= TEXTAUSZUG =

»»

Überzeugend gelingt es Christians, die Einbindung des Unternehmens in die Kriegswirtschaft herauszuarbeiten. Da Schreibgeräte als nicht kriegswichtig galten, verlagerte sich der Schwerpunkt der Fertigung auf die Günther Wagner Verpackungswerke, die Blechwaren und vermutlich auch Patronenhülsen produzierten. Ab Ende 1940 wurde hier eine wachsende Zahl von Zwangsarbeitern eingesetzt, bis Ende 1943 stieg ihr Anteil an den Beschäftigten auf rund ein Drittel. Schon aus der Studie von Janet Anschütz und Irmtraud Heike über Zwangsarbeit in Hannover ist bekannt, dass in den Räumen dieses Werks 1942 ein Arbeitserziehungslager errichtet wurde und zwei Jahre später im Stammwerk ein weiteres derartiges Lager entstand. [1] Die Arbeitserziehungslager unterstanden der SS, das Wachpersonal bestand aber auch aus Firmenmitarbeitern. Ob Beindorff von den Verbrechen in diesen Straflagern wusste, kann nur gemutmaßt werden, einen Beleg gibt es nicht. Der Unternehmer hatte die Leitung der Firma 1939 im Alter von 79 Jahren an seinen Sohn Günther abgegeben, stand dann bis wenige Monate vor seinem Tod im Juni 1944 an der Spitze des Aufsichtsrats, lebte zuletzt aber vorwiegend auf seinem Gut bei Gifhorn.

Auch wenn die Quellenlage kein umfassendes Bild zulässt, hat diese Studie einen Beitrag zur Aufklärung geleistet. Der zuständige, rotgrün regierte Bezirksrat Vahrenwald-List hat sich nach Erscheinen des Buchs gegen eine Umbenennung der Fritz-Beindorff-Allee entschieden. Für die zeit- und unternehmenshistorische Forschung bleibt freilich das grundsätzliche Problem, dass die Öffentlichkeit eine eindeutige Kategorisierung erwartet, wie sie sich aus den Quellen selbst bei einer dichten Überlieferung nur selten entnehmen lässt. Grautöne und Widersprüche sind in Straßenumbenennungsdiskussionen nicht zu vermitteln, doch sie bestimmten auch Fritz Beindorffs Verhalten im "Dritten Reich".


Anmerkung:

[1] Janet Anschütz / Irmtraud Heike: Feinde im eigenen Land. Zwangsarbeit in Hannover im Zweiten Weltkrieg. 2. Auflage, Bielefeld 2000, 167 u. 228.

««

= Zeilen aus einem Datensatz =
»»

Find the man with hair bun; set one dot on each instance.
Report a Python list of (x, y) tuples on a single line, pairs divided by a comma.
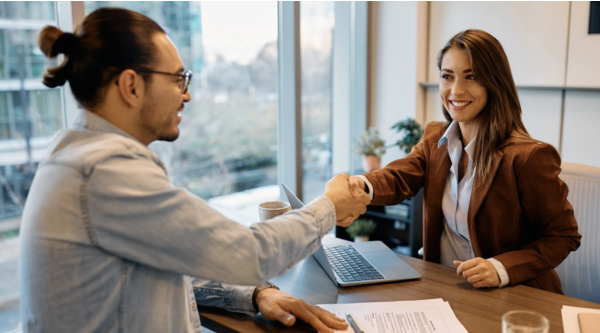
[(108, 244)]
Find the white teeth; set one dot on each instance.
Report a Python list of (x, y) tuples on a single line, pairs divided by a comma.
[(460, 103)]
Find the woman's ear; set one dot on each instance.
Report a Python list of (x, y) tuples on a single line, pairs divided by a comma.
[(131, 87)]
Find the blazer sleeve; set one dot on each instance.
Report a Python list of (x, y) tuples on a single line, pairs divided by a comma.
[(546, 213), (402, 178)]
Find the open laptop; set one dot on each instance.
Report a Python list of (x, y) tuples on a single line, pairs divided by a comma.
[(358, 263)]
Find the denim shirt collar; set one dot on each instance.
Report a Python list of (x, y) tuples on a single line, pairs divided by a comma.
[(87, 120)]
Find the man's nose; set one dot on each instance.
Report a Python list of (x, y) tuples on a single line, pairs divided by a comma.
[(187, 96)]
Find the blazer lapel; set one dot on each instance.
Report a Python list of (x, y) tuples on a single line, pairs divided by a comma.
[(478, 193), (437, 183)]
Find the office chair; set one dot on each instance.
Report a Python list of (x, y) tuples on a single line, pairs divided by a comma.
[(580, 272)]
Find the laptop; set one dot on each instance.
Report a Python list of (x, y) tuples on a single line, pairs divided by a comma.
[(358, 263)]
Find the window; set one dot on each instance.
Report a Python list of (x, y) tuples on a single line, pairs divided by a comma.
[(317, 21), (29, 115)]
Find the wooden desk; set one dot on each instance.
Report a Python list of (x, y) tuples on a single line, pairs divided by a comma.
[(479, 310)]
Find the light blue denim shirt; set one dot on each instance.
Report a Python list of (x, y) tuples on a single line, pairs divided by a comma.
[(108, 244)]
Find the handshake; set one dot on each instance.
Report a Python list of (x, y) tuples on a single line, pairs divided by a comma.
[(348, 197)]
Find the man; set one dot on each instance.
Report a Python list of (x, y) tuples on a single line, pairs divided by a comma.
[(108, 244)]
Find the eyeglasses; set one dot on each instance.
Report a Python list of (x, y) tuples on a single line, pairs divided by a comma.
[(183, 84)]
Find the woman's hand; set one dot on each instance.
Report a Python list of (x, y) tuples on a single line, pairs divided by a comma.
[(479, 272), (275, 304)]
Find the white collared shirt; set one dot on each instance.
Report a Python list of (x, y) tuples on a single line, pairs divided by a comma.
[(456, 243)]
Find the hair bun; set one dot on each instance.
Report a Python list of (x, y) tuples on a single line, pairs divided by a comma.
[(65, 44)]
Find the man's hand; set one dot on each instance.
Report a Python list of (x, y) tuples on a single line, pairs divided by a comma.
[(348, 205), (479, 272), (274, 304)]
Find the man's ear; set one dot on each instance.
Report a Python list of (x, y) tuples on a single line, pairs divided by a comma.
[(131, 87)]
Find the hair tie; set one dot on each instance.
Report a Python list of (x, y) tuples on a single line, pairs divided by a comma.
[(65, 44)]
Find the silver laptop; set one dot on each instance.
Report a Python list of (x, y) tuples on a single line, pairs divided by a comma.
[(358, 263)]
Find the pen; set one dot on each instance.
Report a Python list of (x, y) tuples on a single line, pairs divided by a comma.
[(353, 323)]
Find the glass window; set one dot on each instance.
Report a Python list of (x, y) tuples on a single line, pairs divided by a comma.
[(228, 135), (317, 21), (28, 118)]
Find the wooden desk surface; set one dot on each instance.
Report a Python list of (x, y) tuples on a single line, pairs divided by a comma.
[(479, 310)]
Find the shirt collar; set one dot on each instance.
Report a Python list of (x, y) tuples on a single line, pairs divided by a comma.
[(451, 136), (92, 122)]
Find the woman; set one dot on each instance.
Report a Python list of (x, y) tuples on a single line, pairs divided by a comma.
[(494, 206)]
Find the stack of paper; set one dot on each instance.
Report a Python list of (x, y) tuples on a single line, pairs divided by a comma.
[(424, 316), (571, 319)]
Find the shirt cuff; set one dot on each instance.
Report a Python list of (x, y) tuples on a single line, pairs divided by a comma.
[(368, 185), (502, 273)]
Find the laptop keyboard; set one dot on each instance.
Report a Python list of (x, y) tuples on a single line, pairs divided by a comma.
[(350, 265)]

««

= AUFGABE A =
Nennen Sie sämtliche Jahreszahlen, die im Textauszug in Ziffern angegeben sind, in der Reihenfolge ihres Auftretens.
= AUFGABE B =
Drucken Sie aus dem Textauszug den Abschnitt zwischen „Auch wenn die" und „167 u. 228." einschließlich aus.
= AUFGABE C =
Fassen Sie den Absatz des Textauszugs, der mit „Auch wenn die Quellenlage" beginnt, als kurze Stichpunktliste zusammen, ohne seine wesentlichen Aussagen zu verlieren.
Die Einträge sind hierfür ohne Belang.

= SCHRIFTLICHE ANTWORT A =
1940, 1943, 1942, 1939, 1944, 2000

= SCHRIFTLICHE ANTWORT B =
Auch wenn die Quellenlage kein umfassendes Bild zulässt, hat diese Studie einen Beitrag zur Aufklärung geleistet. Der zuständige, rotgrün regierte Bezirksrat Vahrenwald-List hat sich nach Erscheinen des Buchs gegen eine Umbenennung der Fritz-Beindorff-Allee entschieden. Für die zeit- und unternehmenshistorische Forschung bleibt freilich das grundsätzliche Problem, dass die Öffentlichkeit eine eindeutige Kategorisierung erwartet, wie sie sich aus den Quellen selbst bei einer dichten Überlieferung nur selten entnehmen lässt. Grautöne und Widersprüche sind in Straßenumbenennungsdiskussionen nicht zu vermitteln, doch sie bestimmten auch Fritz Beindorffs Verhalten im "Dritten Reich".


Anmerkung:

[1] Janet Anschütz / Irmtraud Heike: Feinde im eigenen Land. Zwangsarbeit in Hannover im Zweiten Weltkrieg. 2. Auflage, Bielefeld 2000, 167 u. 228.

= SCHRIFTLICHE ANTWORT C =
- Die Quellenlage erlaubt kein umfassendes Bild, dennoch hat die Studie zur Aufklärung beigetragen.
- Der rotgrün regierte Bezirksrat Vahrenwald-List hat sich nach Erscheinen des Buchs gegen eine Umbenennung der Fritz-Beindorff-Allee entschieden.
- Grundsätzliches Problem der Forschung: Die Öffentlichkeit erwartet eine eindeutige Kategorisierung, die sich aus den Quellen selbst bei dichter Überlieferung nur selten ergibt.
- Grautöne und Widersprüche sind in Straßenumbenennungsdiskussionen nicht vermittelbar, bestimmten aber auch Fritz Beindorffs Verhalten im „Dritten Reich".